** Document passage **
Youth Hockey Continues To See Growth In Colorado As Avalanche Head To Stanley Cup Final – CBS Denver

CENTENNIAL, Colo. (CBS4) – Things were busy on the ice during the Colorado Thunderbirds Summer Skate at the Family Sports Center in Centennial. Dad Vince Africano watched through the glass.

“Oh, it’s totally worth it. My son loves it. When he’s not on the ice he just wants to be on the ice. And all his friends are on the ice. He has more friends out here than he does at school,” said Africano.

His son was playing up with the Pee Wee group and the competition was tough. Hockey has been a great thing, even with the long drives from Evergreen into Denver, sometimes at very young hours of the morning.

“It’s a lot easier getting him out for hockey than it is for school. I’ll tell you that right now. Everyone’s so excited to see the Avs where they are right now,” Africano said.

The Avalanche reaching the Stanley Cup Final is big in the hockey world no matter where it happens and also likely to drive more interest said, Pat Kelleher, executive director of USA Hockey.

“In that market in the US, the following year, participation will spike up thanks to the Stanley Cup run,” Kelleher said.

Hockey has grown massively in Colorado since before the Avs arrived. USA Hockey, a national organization that oversees hockey programs represents a lot of hockey programs in the state but not all. Five years before the Avalanche arrived from Quebec City 1990-91, there were 3,854 players in Colorado. In 2021-22, that number had risen to 15,547. And that’s after a significant drop amid the pandemic. But players are coming back out almost to pre-pandemic levels.

“Obviously we’ve had more rinks grow not only in Denver, in the mountain towns, down in CO Springs. So there’s more access for people to play the game,” said Kelleher.

At Rocky Mountain Hockey Schools, executive director Bryan Smith says nine summer camp sessions are full and wait-listed. One parent tried to get around it.

** Given data **
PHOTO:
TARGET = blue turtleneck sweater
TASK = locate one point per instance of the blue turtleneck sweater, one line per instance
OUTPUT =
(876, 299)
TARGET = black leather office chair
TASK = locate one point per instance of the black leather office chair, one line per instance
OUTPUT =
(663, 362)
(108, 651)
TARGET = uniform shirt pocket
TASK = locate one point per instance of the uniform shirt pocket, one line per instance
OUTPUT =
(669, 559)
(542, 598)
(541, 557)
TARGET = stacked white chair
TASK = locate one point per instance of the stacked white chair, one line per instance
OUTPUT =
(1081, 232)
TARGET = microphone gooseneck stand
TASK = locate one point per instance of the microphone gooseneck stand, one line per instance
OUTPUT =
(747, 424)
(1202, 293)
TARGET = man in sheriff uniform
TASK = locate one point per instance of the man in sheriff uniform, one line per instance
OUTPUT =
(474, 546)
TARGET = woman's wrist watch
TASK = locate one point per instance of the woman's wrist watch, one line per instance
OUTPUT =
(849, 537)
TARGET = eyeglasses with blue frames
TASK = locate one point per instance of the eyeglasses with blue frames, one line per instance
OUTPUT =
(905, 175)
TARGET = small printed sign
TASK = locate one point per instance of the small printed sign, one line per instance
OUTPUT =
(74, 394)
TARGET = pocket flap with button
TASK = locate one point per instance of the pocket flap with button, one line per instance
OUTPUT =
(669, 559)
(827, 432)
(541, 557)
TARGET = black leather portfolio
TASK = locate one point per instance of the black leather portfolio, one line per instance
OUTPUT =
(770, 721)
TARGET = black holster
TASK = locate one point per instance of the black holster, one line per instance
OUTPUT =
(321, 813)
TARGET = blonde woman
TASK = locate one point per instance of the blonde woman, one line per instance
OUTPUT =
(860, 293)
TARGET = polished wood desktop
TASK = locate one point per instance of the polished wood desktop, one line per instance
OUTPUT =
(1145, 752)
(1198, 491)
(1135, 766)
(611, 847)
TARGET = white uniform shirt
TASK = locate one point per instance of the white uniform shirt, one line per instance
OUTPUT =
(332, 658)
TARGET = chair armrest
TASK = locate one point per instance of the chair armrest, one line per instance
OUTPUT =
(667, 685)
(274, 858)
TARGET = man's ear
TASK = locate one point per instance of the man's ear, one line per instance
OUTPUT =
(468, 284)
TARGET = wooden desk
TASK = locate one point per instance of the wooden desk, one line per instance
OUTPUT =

** Exercise 1 **
In the youth hockey article, update the passage from "The Avalanche reaching" up to and including "to pre-pandemic levels." so that "enrollment" takes the place of "participation".
** Exercise 2 **
Write what follows next in the article on youth hockey growth in Colorado, starting after its final sentence.

** Response box 1 **
The Avalanche reaching the Stanley Cup Final is big in the hockey world no matter where it happens and also likely to drive more interest said, Pat Kelleher, executive director of USA Hockey.

“In that market in the US, the following year, enrollment will spike up thanks to the Stanley Cup run,” Kelleher said.

Hockey has grown massively in Colorado since before the Avs arrived. USA Hockey, a national organization that oversees hockey programs represents a lot of hockey programs in the state but not all. Five years before the Avalanche arrived from Quebec City 1990-91, there were 3,854 players in Colorado. In 2021-22, that number had risen to 15,547. And that’s after a significant drop amid the pandemic. But players are coming back out almost to pre-pandemic levels.

** Response box 2 **
“I had a parent that was on our wait list currently. And they said, ‘Hey can you get us off the wait list? I’ll pay you double.’ And I thought that was pretty funny because it was the first time in my 19 years of coaching hockey that anybody has offered that,” said Smith.

Participation has risen in a lot of different categories. Girls hockey has been a big growth area.

“I thought she’d play lacrosse, but she chose hockey. And it’s a good fit,” said mom Tara Johnson of Commerce City who had driven her daughter all the way to the Edge Ice Arena in Littleton. Her ten-year-old daughter Nikki has now played for six years.

“It is a little far from home but I love all my friends on my team,” said Nikki.

Last season was her best yet. “62 points,” she volunteered.

Hockey knows it has some issues to resolve. Minority participation is affected by the location of rinks – of which there are too few.

“So we really have to focus at the grassroots level on how we can invite people of color to our game. How can we make it more welcoming, more diverse, but it continues to grow even as some other sports slide. Even parents get the benefit,” said Kelleher.

“There’s time in the car with your child to go to hockey. It’s not just dropping off at the corner field and then taking off. You got to be there. At a younger age, you’ve got to tie their skates. You’ve got to help get them dressed. I’ll do anything for my son and he loves this sport,” said Africano.